§ **GOAL**
Pull out each line in the rows below that contains the word "bird". Case counts.

§ **DATA PROVIDED**
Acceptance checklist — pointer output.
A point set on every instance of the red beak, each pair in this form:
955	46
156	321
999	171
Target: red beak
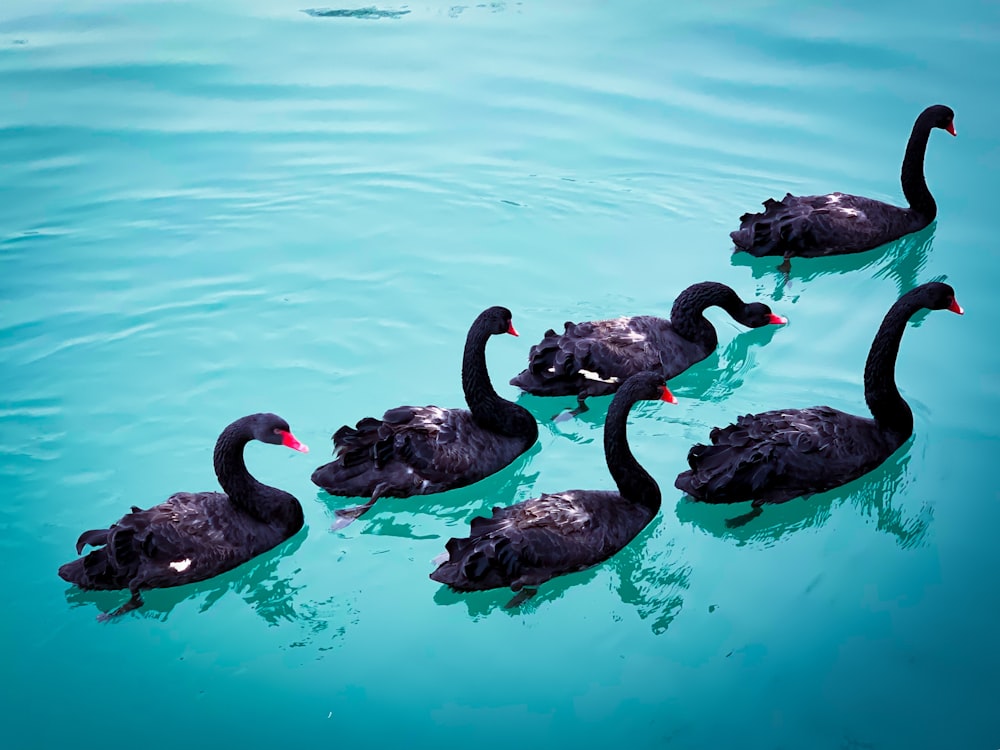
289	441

* * *

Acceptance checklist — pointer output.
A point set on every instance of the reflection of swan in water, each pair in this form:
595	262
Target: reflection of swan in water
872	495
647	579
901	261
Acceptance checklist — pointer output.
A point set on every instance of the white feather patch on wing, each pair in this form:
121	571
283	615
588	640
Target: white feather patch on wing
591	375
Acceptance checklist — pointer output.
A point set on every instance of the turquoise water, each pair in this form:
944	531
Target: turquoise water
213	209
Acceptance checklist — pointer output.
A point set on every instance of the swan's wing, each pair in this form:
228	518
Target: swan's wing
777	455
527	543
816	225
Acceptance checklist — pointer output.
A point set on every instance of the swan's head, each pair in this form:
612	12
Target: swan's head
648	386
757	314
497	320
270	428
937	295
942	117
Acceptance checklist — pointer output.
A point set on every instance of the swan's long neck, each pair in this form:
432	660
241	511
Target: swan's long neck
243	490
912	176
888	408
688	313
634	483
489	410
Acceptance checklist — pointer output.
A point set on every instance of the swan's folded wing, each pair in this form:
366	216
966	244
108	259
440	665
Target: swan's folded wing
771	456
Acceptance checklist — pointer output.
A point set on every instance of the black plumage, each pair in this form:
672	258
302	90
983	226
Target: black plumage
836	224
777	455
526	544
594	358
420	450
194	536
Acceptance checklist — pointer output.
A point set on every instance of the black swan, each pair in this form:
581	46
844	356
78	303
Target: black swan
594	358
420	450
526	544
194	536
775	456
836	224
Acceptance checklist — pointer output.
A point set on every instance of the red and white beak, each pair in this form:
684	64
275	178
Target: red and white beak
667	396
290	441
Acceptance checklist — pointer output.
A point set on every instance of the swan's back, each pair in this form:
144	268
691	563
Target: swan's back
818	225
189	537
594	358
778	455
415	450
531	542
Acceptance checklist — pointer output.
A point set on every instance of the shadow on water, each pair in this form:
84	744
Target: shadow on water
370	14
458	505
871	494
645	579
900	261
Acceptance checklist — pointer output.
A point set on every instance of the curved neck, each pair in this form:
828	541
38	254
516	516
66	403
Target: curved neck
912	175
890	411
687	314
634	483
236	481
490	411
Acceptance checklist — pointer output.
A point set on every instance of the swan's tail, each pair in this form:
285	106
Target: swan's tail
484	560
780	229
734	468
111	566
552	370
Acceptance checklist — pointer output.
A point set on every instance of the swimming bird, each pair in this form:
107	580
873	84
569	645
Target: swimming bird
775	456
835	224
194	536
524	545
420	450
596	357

§ **ANSWER TO THIS EXERCISE**
A point set on every instance of the swimming bird, each pair in this form:
Target: swimming bird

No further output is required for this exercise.